## [To do]
Copy the records starting at the line that contains "Find the tree line" and ending at the line that contains "(1372, 235)", swapping "storage shed" for "garden shed" and changing nothing else. Omit the pictures.

## [Material provided]
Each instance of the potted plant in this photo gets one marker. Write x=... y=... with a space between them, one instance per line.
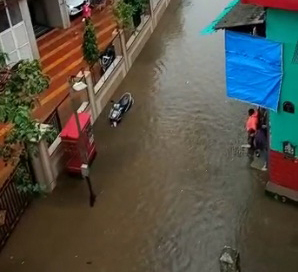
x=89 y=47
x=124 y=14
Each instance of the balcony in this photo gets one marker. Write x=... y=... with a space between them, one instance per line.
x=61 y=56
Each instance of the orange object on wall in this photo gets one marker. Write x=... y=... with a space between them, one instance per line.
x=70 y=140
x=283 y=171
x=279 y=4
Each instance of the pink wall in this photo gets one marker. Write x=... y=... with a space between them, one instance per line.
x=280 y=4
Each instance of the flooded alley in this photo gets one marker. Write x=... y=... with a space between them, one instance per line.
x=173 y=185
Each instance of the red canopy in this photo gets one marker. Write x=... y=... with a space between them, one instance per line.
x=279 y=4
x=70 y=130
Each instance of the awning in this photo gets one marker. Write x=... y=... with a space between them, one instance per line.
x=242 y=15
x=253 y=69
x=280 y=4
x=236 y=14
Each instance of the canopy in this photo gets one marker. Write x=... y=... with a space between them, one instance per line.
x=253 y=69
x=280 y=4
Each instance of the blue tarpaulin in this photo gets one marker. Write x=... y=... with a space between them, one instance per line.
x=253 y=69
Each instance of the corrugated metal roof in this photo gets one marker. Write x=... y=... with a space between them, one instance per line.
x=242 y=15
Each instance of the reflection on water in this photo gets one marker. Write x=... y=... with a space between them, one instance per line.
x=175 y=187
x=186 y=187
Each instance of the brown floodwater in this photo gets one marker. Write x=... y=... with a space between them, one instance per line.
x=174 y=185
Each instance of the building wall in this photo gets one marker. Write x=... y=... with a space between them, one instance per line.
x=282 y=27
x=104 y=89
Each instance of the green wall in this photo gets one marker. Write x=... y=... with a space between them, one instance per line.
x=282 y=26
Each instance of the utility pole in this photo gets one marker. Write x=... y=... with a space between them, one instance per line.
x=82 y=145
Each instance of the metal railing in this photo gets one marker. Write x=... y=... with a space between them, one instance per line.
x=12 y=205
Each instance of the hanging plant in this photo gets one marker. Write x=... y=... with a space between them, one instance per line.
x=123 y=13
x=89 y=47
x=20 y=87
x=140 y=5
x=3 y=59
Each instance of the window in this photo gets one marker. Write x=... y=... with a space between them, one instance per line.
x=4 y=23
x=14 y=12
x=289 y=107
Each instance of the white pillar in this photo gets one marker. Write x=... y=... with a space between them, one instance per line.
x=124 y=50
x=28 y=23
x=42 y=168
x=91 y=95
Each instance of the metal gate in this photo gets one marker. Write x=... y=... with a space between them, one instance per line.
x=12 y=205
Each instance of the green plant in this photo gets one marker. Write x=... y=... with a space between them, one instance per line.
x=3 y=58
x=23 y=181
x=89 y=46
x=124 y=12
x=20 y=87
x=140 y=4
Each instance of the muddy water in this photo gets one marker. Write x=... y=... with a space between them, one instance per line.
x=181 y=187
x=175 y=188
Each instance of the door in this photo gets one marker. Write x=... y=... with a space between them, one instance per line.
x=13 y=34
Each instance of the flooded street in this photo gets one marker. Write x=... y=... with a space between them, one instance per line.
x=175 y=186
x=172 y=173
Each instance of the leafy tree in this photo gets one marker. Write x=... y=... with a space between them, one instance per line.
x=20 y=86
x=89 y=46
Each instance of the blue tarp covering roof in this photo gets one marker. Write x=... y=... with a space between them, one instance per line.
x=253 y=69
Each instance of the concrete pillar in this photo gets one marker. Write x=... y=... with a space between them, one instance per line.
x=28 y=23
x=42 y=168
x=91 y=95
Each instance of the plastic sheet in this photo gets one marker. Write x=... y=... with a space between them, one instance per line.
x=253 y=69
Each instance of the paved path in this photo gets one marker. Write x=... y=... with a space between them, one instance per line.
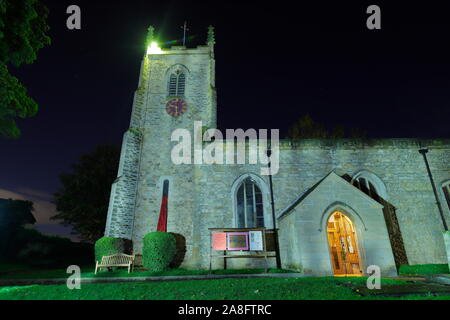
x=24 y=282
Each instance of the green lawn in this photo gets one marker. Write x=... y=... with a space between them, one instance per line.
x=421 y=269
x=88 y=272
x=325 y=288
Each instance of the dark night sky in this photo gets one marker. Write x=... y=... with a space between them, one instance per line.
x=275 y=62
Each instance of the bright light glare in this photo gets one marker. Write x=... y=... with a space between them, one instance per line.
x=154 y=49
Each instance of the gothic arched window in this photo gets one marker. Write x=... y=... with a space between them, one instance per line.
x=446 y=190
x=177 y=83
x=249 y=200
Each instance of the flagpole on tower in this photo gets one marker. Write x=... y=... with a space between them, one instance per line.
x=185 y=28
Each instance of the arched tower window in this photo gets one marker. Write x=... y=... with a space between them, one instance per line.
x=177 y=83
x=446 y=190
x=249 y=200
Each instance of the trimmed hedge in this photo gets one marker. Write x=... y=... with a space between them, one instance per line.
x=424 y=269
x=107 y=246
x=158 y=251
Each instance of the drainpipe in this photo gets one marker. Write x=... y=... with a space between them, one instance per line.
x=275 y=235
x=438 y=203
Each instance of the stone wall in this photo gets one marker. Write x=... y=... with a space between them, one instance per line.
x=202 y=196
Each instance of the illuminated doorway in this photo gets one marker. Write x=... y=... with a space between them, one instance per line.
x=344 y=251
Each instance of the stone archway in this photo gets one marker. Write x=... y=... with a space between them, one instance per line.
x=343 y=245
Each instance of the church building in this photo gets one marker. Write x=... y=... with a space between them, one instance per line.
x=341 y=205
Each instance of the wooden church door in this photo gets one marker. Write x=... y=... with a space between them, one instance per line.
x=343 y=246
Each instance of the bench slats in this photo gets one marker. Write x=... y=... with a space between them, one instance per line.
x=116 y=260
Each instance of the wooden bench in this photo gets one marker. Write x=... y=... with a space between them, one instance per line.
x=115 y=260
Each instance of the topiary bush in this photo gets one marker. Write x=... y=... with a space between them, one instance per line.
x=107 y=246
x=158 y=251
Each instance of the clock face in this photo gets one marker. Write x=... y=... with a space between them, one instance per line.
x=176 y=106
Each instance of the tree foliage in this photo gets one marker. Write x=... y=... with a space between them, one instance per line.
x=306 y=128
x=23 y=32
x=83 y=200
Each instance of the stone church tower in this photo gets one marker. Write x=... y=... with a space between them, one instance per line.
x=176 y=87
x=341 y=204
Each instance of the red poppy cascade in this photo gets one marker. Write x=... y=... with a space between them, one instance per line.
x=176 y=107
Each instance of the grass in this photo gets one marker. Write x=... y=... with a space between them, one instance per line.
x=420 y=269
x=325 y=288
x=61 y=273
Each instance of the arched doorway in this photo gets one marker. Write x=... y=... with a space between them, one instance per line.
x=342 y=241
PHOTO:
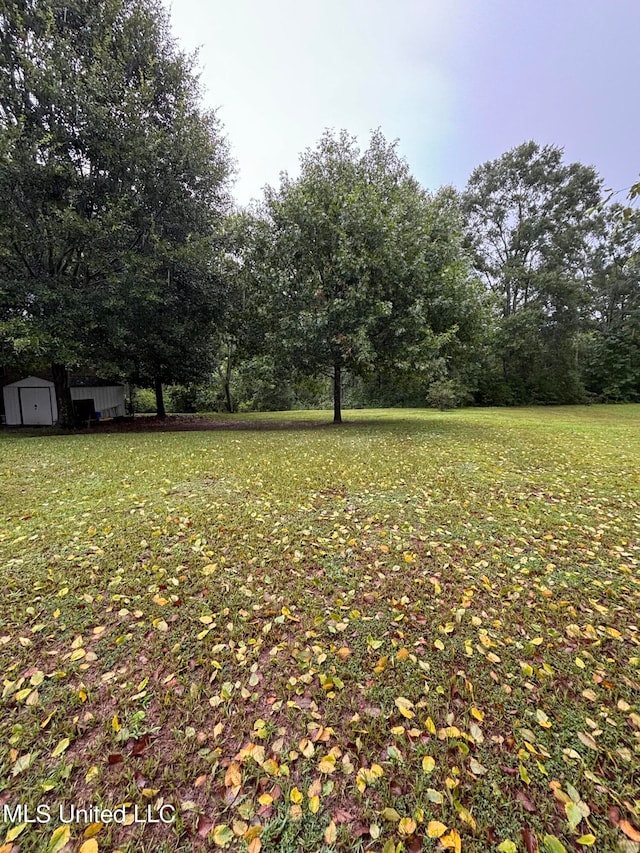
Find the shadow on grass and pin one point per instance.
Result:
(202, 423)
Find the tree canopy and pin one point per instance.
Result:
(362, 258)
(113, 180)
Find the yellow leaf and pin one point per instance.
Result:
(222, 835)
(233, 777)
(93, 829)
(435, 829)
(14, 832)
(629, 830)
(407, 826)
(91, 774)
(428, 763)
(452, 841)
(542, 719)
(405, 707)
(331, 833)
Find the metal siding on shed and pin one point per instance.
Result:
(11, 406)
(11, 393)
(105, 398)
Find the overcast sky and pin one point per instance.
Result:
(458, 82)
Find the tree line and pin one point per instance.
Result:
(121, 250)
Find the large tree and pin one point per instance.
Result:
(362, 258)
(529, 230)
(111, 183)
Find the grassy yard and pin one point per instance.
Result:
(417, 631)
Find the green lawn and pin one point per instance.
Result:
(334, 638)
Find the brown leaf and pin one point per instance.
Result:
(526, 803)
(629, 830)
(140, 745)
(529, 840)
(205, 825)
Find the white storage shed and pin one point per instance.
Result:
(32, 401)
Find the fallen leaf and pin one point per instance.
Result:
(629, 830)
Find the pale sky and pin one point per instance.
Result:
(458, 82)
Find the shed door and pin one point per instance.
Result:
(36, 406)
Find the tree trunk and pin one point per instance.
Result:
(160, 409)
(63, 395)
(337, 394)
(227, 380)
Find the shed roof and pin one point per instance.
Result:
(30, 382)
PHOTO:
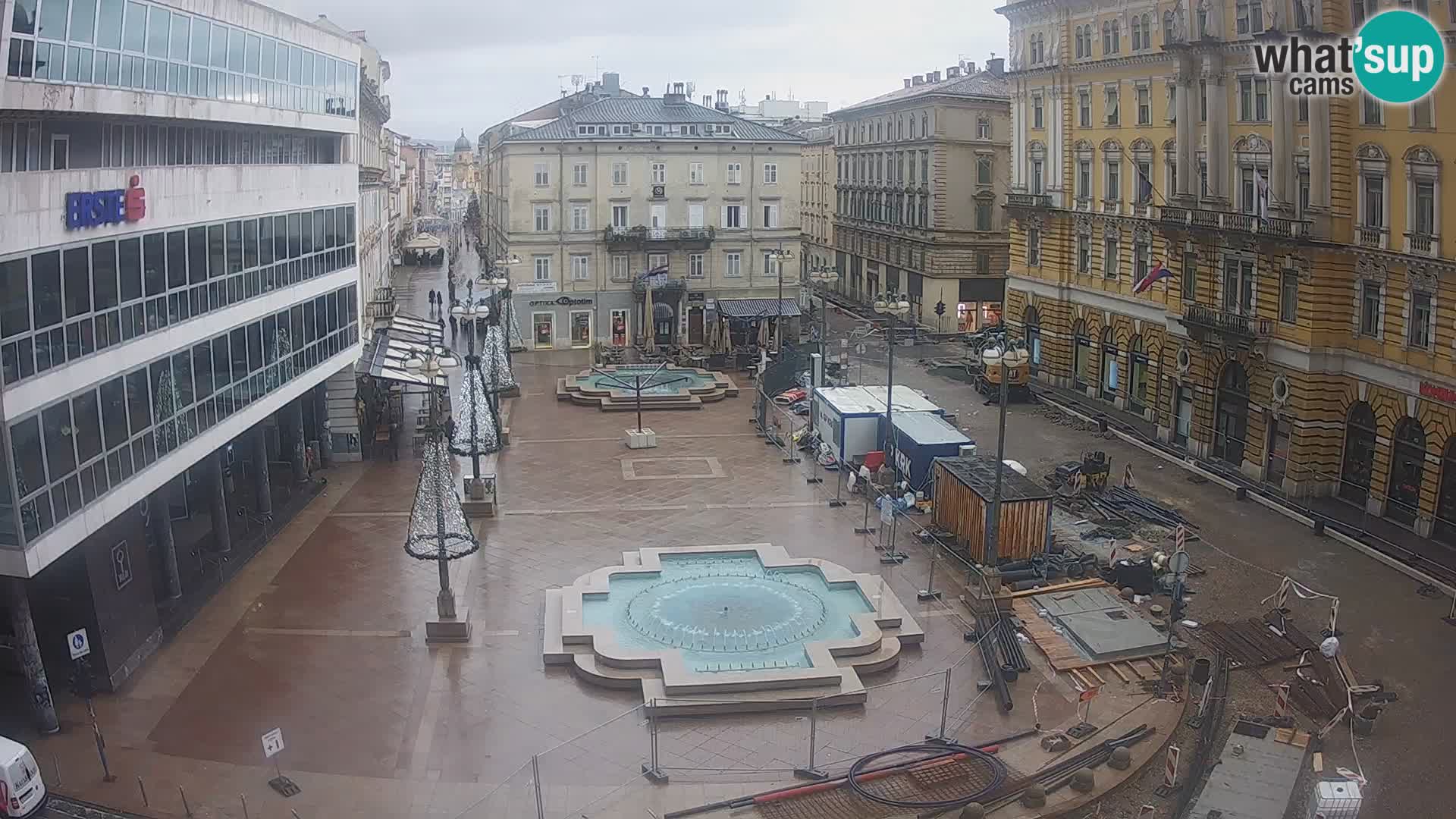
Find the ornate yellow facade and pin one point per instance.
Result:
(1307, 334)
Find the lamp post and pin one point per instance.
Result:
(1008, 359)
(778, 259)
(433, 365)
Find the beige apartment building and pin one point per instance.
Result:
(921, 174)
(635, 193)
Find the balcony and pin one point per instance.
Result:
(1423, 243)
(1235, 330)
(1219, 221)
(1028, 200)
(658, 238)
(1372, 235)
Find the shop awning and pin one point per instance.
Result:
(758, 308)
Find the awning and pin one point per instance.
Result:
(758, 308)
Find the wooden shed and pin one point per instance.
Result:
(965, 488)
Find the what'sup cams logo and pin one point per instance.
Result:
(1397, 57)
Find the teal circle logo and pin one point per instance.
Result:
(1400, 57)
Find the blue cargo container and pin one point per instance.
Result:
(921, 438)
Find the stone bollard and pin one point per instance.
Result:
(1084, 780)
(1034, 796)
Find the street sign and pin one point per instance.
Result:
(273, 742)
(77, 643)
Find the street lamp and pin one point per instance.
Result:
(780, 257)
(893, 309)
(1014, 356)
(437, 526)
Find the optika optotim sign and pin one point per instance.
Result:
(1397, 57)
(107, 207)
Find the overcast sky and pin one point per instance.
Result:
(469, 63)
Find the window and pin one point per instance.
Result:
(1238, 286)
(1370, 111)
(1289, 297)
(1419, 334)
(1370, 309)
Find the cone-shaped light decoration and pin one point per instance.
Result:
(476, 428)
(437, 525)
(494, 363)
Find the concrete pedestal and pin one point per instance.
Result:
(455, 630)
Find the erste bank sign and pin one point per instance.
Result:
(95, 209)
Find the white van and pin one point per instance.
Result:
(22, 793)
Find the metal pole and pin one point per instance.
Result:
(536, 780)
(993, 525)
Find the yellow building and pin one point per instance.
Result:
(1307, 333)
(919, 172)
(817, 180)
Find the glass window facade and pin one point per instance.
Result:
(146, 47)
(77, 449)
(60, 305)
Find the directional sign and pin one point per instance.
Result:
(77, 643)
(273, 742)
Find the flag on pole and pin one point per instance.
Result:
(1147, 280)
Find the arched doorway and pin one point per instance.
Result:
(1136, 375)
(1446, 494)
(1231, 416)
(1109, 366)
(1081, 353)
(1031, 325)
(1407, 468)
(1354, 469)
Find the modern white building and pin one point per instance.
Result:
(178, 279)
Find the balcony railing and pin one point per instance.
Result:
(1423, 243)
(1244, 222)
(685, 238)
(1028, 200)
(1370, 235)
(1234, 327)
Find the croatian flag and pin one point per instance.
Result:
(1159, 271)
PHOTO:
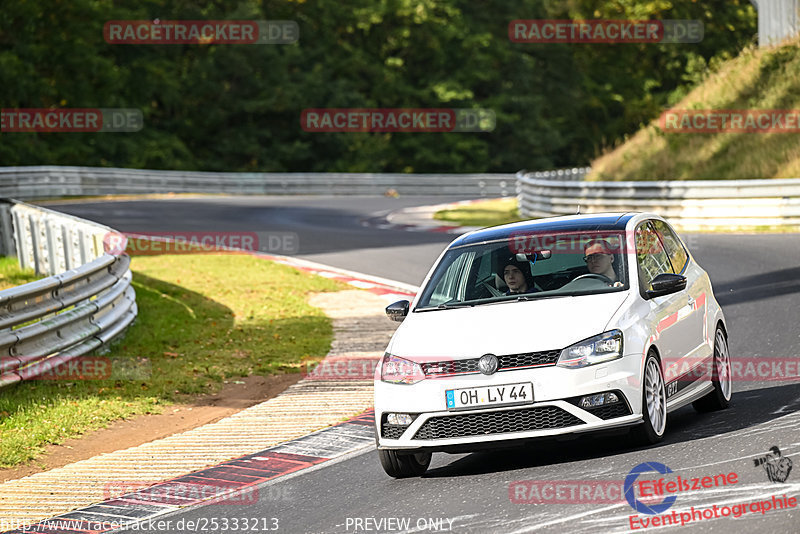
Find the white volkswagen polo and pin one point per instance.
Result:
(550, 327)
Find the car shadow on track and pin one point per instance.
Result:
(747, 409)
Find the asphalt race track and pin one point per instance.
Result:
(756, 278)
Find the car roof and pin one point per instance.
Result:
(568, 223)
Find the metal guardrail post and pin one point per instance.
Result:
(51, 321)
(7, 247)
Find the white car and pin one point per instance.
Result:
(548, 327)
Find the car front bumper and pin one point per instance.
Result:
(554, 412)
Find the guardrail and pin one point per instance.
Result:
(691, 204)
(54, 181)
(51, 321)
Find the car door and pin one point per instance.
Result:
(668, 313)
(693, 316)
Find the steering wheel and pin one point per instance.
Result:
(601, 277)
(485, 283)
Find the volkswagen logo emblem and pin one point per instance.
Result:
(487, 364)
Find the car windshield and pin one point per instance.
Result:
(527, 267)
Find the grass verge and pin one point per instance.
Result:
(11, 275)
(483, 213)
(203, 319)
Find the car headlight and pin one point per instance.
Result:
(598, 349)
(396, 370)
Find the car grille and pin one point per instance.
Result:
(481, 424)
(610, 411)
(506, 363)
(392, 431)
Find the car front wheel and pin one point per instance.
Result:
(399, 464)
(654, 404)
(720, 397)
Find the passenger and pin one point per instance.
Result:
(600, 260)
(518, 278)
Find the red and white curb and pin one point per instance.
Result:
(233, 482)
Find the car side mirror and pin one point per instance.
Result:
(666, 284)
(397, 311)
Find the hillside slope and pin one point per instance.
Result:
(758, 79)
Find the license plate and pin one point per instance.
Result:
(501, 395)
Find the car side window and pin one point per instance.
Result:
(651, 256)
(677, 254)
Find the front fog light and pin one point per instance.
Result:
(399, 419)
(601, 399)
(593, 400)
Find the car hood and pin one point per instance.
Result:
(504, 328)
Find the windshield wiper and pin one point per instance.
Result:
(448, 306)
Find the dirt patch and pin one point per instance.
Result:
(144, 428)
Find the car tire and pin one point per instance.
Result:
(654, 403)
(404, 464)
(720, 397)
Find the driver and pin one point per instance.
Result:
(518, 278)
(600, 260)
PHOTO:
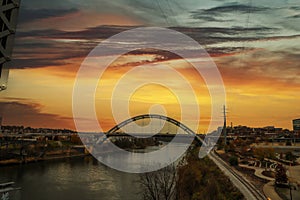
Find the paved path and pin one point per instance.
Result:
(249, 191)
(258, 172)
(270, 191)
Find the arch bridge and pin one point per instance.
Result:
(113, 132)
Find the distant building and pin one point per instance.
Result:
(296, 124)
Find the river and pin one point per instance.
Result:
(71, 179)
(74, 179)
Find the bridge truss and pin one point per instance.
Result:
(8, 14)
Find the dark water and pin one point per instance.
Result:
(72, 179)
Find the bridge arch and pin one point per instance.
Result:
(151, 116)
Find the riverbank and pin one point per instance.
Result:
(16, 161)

## [Task output]
Find the tree line and pin one point per instance.
Result:
(121, 250)
Find the large tree and pin one point per instance.
Result:
(362, 258)
(529, 230)
(111, 183)
Find the grassy yard and pin one point per instance.
Result:
(417, 631)
Find the green lawn and pin one point per instance.
Result:
(334, 638)
Find the brown leaf and pin one point per instance.
Result:
(526, 803)
(629, 830)
(140, 745)
(529, 840)
(205, 825)
Find the white garden shed and pin one point per instance.
Result:
(32, 401)
Find the fallen leaf and pin one point per instance.
Result:
(629, 830)
Find the pale sky and pin one point per instance.
Result:
(458, 82)
Find the shed door and pin one point per instance.
Result:
(36, 406)
Find the tree trunk and pin one point per instance.
Result:
(160, 409)
(63, 395)
(337, 394)
(227, 380)
Find the shed roof and pin one point per instance.
Result:
(30, 382)
PHOTO:
Find the ornate yellow facade and pin one point per instance.
Result:
(1307, 334)
Find the lamp post and pin one point per instance.
Result:
(1008, 359)
(778, 259)
(433, 365)
Find the beige apartment building and pin one point per instance.
Result:
(921, 174)
(635, 193)
Find the balcony and pin one point per instance.
Result:
(1423, 243)
(1235, 330)
(1219, 221)
(1028, 200)
(658, 238)
(1372, 235)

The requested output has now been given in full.